(Region labeling records)
━━━━━━━━━━
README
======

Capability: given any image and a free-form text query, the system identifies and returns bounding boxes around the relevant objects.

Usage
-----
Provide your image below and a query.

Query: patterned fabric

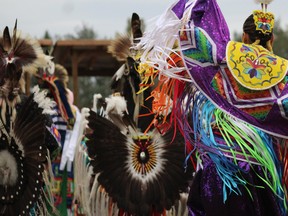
[173,0,288,137]
[211,66,287,121]
[226,41,288,90]
[253,10,274,34]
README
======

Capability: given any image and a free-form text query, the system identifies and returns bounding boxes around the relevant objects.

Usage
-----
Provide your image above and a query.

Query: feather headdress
[0,21,45,101]
[86,111,192,215]
[0,85,58,215]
━━━━━━━━━━
◆ **Task to complete**
Reproduce every line of the records above word for word, leaving out the pictures.

◆ **Solution to this problem**
README
======

Capability: given any image and a free-form text query, the system identifies and returns bounding boxes around the relevant objects.

Usage
-----
Provide your image below and a query.

Query: patterned fabric

[173,0,288,137]
[211,66,287,121]
[226,41,288,90]
[253,10,274,34]
README
======

Capability: given any image and a free-form text query, the system identifies and returns bounding boxes around the relevant objects.

Usage
-----
Provide your image above and a query.

Query: feather headdress
[0,21,45,101]
[86,111,192,215]
[0,85,58,215]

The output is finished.